■ WHAT YOU WILL DO ■
An exact copy of every entry is the required answer.

■ RECORDS SHOWN ■
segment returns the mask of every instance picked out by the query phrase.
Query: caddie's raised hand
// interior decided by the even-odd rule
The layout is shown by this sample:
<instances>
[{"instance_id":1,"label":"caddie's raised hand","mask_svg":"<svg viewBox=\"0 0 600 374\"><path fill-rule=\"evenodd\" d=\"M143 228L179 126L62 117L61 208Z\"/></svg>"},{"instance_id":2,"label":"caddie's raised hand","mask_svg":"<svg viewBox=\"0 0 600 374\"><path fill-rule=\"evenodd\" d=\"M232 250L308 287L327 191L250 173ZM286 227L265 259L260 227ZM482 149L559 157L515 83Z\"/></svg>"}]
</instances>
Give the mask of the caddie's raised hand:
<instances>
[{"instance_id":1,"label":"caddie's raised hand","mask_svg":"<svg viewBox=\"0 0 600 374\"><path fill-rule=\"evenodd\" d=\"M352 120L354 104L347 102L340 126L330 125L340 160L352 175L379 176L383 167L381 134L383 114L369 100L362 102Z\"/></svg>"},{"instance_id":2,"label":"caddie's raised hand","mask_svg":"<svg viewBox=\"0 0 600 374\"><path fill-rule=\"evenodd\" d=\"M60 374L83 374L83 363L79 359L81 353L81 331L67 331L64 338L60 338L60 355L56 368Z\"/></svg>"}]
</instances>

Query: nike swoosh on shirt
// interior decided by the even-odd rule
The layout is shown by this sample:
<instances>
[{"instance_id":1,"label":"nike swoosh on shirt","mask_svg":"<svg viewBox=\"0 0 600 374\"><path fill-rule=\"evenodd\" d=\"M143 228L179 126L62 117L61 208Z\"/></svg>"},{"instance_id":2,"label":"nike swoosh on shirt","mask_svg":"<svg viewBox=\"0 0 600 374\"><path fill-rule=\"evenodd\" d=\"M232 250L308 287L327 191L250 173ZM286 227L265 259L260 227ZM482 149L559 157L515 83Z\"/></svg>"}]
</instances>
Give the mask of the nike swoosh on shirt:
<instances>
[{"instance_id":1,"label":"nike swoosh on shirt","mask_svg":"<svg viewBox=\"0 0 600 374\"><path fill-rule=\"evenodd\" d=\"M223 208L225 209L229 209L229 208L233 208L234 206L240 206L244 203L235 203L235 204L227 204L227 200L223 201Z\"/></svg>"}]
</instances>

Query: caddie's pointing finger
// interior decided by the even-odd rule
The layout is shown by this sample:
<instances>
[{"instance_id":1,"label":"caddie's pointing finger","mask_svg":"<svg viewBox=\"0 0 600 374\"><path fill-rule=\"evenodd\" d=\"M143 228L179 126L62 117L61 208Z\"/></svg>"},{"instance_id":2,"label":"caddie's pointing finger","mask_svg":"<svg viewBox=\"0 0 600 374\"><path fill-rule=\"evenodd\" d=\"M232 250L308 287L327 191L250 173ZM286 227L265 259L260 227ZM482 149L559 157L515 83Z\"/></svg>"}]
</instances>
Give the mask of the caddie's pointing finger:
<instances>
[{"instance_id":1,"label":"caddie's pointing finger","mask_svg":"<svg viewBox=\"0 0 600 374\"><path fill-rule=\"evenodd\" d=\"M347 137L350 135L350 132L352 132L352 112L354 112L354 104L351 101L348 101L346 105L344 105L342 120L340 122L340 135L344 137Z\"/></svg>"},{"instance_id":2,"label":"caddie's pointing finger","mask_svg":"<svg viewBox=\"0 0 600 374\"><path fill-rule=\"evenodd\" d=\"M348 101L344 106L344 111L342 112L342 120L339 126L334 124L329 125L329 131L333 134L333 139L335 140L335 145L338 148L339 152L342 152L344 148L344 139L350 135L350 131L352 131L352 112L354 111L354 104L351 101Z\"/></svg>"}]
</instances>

■ EXPECTED OUTPUT ■
segment returns the mask of every instance picked out by the query phrase.
Query: caddie's raised hand
// interior decided by the even-odd rule
The layout is shown by this sample:
<instances>
[{"instance_id":1,"label":"caddie's raised hand","mask_svg":"<svg viewBox=\"0 0 600 374\"><path fill-rule=\"evenodd\" d=\"M143 228L179 126L62 117L61 208Z\"/></svg>"},{"instance_id":2,"label":"caddie's raised hand","mask_svg":"<svg viewBox=\"0 0 600 374\"><path fill-rule=\"evenodd\" d=\"M232 250L308 287L327 191L250 173ZM286 227L265 259L260 227ZM482 149L559 157L515 83Z\"/></svg>"}]
</instances>
Give the mask of the caddie's raised hand:
<instances>
[{"instance_id":1,"label":"caddie's raised hand","mask_svg":"<svg viewBox=\"0 0 600 374\"><path fill-rule=\"evenodd\" d=\"M352 120L354 104L347 102L340 126L330 125L340 160L352 175L379 176L383 167L381 134L383 114L369 100L362 102Z\"/></svg>"},{"instance_id":2,"label":"caddie's raised hand","mask_svg":"<svg viewBox=\"0 0 600 374\"><path fill-rule=\"evenodd\" d=\"M60 374L83 374L83 363L79 359L81 353L81 331L67 331L64 338L60 338L60 355L56 368Z\"/></svg>"}]
</instances>

Query: nike swoosh on shirt
// interior decided by the even-odd rule
The layout is shown by this sample:
<instances>
[{"instance_id":1,"label":"nike swoosh on shirt","mask_svg":"<svg viewBox=\"0 0 600 374\"><path fill-rule=\"evenodd\" d=\"M143 228L179 126L62 117L61 208Z\"/></svg>"},{"instance_id":2,"label":"nike swoosh on shirt","mask_svg":"<svg viewBox=\"0 0 600 374\"><path fill-rule=\"evenodd\" d=\"M232 250L308 287L327 191L250 173ZM286 227L265 259L260 227ZM482 149L559 157L515 83Z\"/></svg>"}]
</instances>
Give the mask of the nike swoosh on shirt:
<instances>
[{"instance_id":1,"label":"nike swoosh on shirt","mask_svg":"<svg viewBox=\"0 0 600 374\"><path fill-rule=\"evenodd\" d=\"M223 208L225 209L229 209L229 208L233 208L234 206L240 206L244 203L235 203L235 204L227 204L227 200L223 201Z\"/></svg>"}]
</instances>

Query: caddie's pointing finger
// interior decided by the even-odd rule
The layout is shown by this sample:
<instances>
[{"instance_id":1,"label":"caddie's pointing finger","mask_svg":"<svg viewBox=\"0 0 600 374\"><path fill-rule=\"evenodd\" d=\"M143 228L179 126L62 117L61 208Z\"/></svg>"},{"instance_id":2,"label":"caddie's pointing finger","mask_svg":"<svg viewBox=\"0 0 600 374\"><path fill-rule=\"evenodd\" d=\"M232 250L308 287L327 191L250 173ZM286 227L265 259L260 227ZM482 149L559 157L515 83Z\"/></svg>"}]
</instances>
Give the mask of the caddie's pointing finger:
<instances>
[{"instance_id":1,"label":"caddie's pointing finger","mask_svg":"<svg viewBox=\"0 0 600 374\"><path fill-rule=\"evenodd\" d=\"M347 137L350 135L350 132L352 132L352 112L354 112L354 104L351 101L348 101L346 105L344 105L342 120L340 122L340 135L344 137Z\"/></svg>"},{"instance_id":2,"label":"caddie's pointing finger","mask_svg":"<svg viewBox=\"0 0 600 374\"><path fill-rule=\"evenodd\" d=\"M348 101L344 106L344 111L342 112L342 120L339 126L334 124L329 125L329 131L333 134L333 139L335 140L335 145L338 148L339 152L342 152L344 148L344 139L350 135L350 131L352 131L352 112L354 111L354 104L351 101Z\"/></svg>"}]
</instances>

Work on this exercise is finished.